Document segment.
For example, the broken lines of the “cottage” style credited to Samuel
Mearne resembled an outlined roof and walls. Later the “Cambridge” style
became popular in England. It consisted of a vertical panel of thin
lines (fillets) on the sides of the book, with flower or leaf ornaments
(fleurons) at the corners and perhaps in the center, and a narrow lace
border around the boards. The example illustrated indicates that
colonial binders continued to favor the Cambridge design until well into
the eighteenth century.

    [Illustration: _Left, “cottage” style decoration on a 1674 Bible,
    bound in the shop of Samuel Mearne of London. Right, “Cambridge”
    style binding on a copy of _Muscipula_ printed in 1728 by William
    Parks in Annapolis and bound by him._]

Around 1760 a Dutch binder developed a method of treating leather with
acid to give it a marbled appearance, and other binders lost no time in
prying the secret away from him. First among binders in England to learn
the technique was an émigré German, John Baumgarten, who made the most
of his advantage. As Thomas Jefferson wrote to Robert Skipwith in 1771,
books “bound by Bumgarden in fine Marbled bindings” cost 50 per cent
more than in plain bindings.

In addition to national styles and local designs that developed at
various times and places, certain binders perfected individual patterns
of their own. In some cases these were so unique as to be almost certain
evidence that a book so decorated was bound by the man in question. But
not always. As in the case of Samuel Mearne, work identified with the
master might actually have been done under his instruction by a
journeyman in his shop.

Among the very large number of eighteenth-century bindings that survive,
the great difficulty is to identify with any certainty the binder of a
particular volume. In many instances—perhaps most—it is impossible to be
absolutely sure on this point. Except in France, binders of the
eighteenth century, or any period, who signed or labeled their work were
relatively rare.

Dataset section.
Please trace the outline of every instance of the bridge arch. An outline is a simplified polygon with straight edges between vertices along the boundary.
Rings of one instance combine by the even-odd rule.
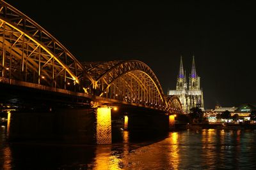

Exercise set.
**A)** In the bookbinding passage above, copy everything from "Around 1760 a" up to and including "in plain bindings.".
**B)** In the bookbinding passage, who was the first binder in England to learn the technique of marbling leather with acid?

Outputs.
**A)**
Around 1760 a Dutch binder developed a method of treating leather with
acid to give it a marbled appearance, and other binders lost no time in
prying the secret away from him. First among binders in England to learn
the technique was an émigré German, John Baumgarten, who made the most
of his advantage. As Thomas Jefferson wrote to Robert Skipwith in 1771,
books “bound by Bumgarden in fine Marbled bindings” cost 50 per cent
more than in plain bindings.

**B)** John Baumgarten, an émigré German.